(Excerpt from a dataset)
────────────────────

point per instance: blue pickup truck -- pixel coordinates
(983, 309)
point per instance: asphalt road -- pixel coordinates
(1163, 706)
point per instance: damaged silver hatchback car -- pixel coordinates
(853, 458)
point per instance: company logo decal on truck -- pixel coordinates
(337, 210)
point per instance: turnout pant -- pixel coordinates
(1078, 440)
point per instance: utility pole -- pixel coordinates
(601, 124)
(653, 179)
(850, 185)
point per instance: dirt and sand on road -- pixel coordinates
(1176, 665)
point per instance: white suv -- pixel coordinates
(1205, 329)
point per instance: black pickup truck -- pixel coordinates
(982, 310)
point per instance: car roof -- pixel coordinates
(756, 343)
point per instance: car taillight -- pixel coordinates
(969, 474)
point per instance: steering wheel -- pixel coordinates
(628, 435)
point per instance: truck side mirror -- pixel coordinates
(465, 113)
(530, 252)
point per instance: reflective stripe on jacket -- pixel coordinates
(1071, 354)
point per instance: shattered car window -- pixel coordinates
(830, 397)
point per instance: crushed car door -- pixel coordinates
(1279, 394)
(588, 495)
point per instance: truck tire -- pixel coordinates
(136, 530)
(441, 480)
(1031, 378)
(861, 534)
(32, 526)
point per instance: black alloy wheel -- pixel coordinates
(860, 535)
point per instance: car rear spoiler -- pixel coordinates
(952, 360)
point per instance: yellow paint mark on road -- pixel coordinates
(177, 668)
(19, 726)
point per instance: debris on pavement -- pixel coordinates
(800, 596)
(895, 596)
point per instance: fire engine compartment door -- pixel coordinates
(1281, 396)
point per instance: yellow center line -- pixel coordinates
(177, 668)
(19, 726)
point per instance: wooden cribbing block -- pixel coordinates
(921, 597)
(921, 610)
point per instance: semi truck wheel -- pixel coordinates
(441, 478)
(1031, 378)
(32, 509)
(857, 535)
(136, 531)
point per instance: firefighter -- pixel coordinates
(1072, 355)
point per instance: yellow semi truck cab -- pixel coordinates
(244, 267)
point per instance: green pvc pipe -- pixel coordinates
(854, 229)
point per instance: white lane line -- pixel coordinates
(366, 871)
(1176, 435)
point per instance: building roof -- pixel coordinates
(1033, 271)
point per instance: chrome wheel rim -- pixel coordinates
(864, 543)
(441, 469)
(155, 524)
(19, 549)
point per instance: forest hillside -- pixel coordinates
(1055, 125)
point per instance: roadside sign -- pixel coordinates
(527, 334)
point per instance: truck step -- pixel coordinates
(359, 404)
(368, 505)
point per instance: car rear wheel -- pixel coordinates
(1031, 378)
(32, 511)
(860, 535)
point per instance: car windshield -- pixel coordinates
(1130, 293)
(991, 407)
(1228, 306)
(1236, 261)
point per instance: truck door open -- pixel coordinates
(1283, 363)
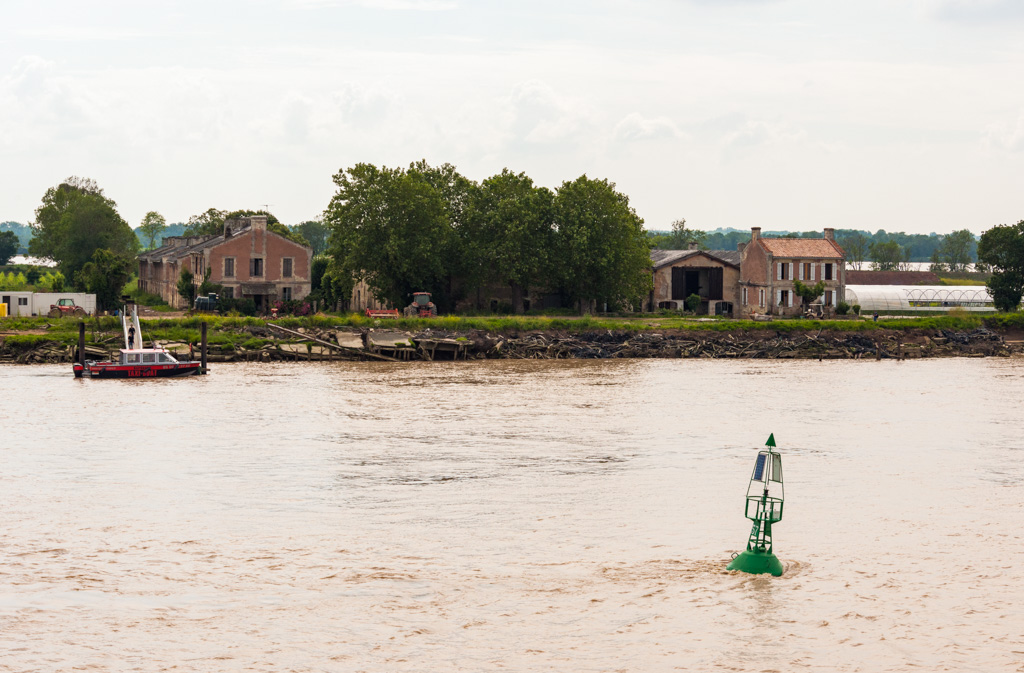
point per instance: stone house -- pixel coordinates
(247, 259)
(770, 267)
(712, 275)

────────────────────

Lay out every line of the data above as a numbered list, skipping any blank lines. Leave the pictures out of your answer.

### COMPLETED EXERCISE:
1. point per instance: blue pickup truck -- pixel coordinates
2. (983, 309)
3. point per instance: asphalt road -- pixel coordinates
4. (1163, 706)
5. point per instance: damaged silver hatchback car -- pixel coordinates
6. (853, 458)
7. point per instance: company logo decal on truck -- pixel coordinates
8. (337, 210)
9. point per instance: turnout pant -- pixel coordinates
10. (1078, 440)
11. point per instance: utility pole -- pixel coordinates
12. (601, 124)
13. (653, 179)
14. (850, 185)
15. point per instance: dirt and sand on road -- pixel coordinates
16. (1176, 665)
17. point per instance: white suv -- pixel coordinates
18. (1205, 329)
19. point per instance: black pickup truck -- pixel coordinates
20. (982, 310)
21. point per instance: car roof -- pixel coordinates
22. (756, 343)
23. point per instance: car taillight -- pixel coordinates
24. (969, 474)
25. point per instance: steering wheel -- pixel coordinates
26. (628, 435)
27. point per instance: truck side mirror -- pixel coordinates
28. (465, 113)
29. (530, 252)
30. point per instance: reflective stripe on jacket -- pixel coordinates
31. (1071, 354)
32. point per instance: shattered car window -- pixel coordinates
33. (830, 397)
34. point per instance: crushed car door -- pixel coordinates
35. (1279, 394)
36. (588, 495)
37. point per instance: truck tire -- pixel coordinates
38. (136, 530)
39. (441, 480)
40. (1031, 378)
41. (861, 534)
42. (32, 526)
43. point per instance: black alloy wheel -- pixel coordinates
44. (860, 535)
45. point per instance: car rear spoiler -- pixel coordinates
46. (952, 360)
47. point per instance: yellow paint mark on road -- pixel coordinates
48. (177, 668)
49. (19, 726)
50. point per instance: debris on pavement -- pixel coordinates
51. (800, 596)
52. (895, 596)
53. point per instance: fire engine compartment door -- pixel coordinates
54. (1281, 396)
55. point per instance: yellow center line -- pixel coordinates
56. (177, 668)
57. (19, 726)
58. point per instance: wooden cribbing block -- pixel coordinates
59. (921, 597)
60. (921, 610)
61. point per instance: semi truck wheel -- pixel coordinates
62. (441, 478)
63. (1031, 378)
64. (32, 509)
65. (857, 535)
66. (136, 531)
67. point per instance: firefighter -- pixel coordinates
68. (1072, 355)
69. point per instance: yellow semi truck cab -- pixel coordinates
70. (244, 267)
71. point per instance: green pvc pipe -- pixel coordinates
72. (854, 229)
73. point per instance: white lane line -- pixel coordinates
74. (366, 871)
75. (1176, 435)
76. point per instance: building roof -- pixel coordinates
77. (1033, 271)
78. point per instance: chrome wheel rim -- pixel coordinates
79. (864, 543)
80. (441, 469)
81. (155, 524)
82. (19, 549)
83. point per instance: forest hillside -- pixel coordinates
84. (1055, 125)
85. point per instance: roadside sign -- pixel coordinates
86. (527, 334)
87. point per instance: truck step -- pixel coordinates
88. (359, 404)
89. (368, 505)
90. point per instance: car rear wheel -- pixel coordinates
91. (1031, 378)
92. (32, 511)
93. (860, 535)
94. point per instance: car windshield -- pixel coordinates
95. (1130, 293)
96. (991, 407)
97. (1228, 306)
98. (1236, 261)
99. point per instance: truck door open -- pixel coordinates
100. (1283, 363)
101. point per instance: stone house -- pixel coordinates
102. (247, 259)
103. (770, 267)
104. (712, 275)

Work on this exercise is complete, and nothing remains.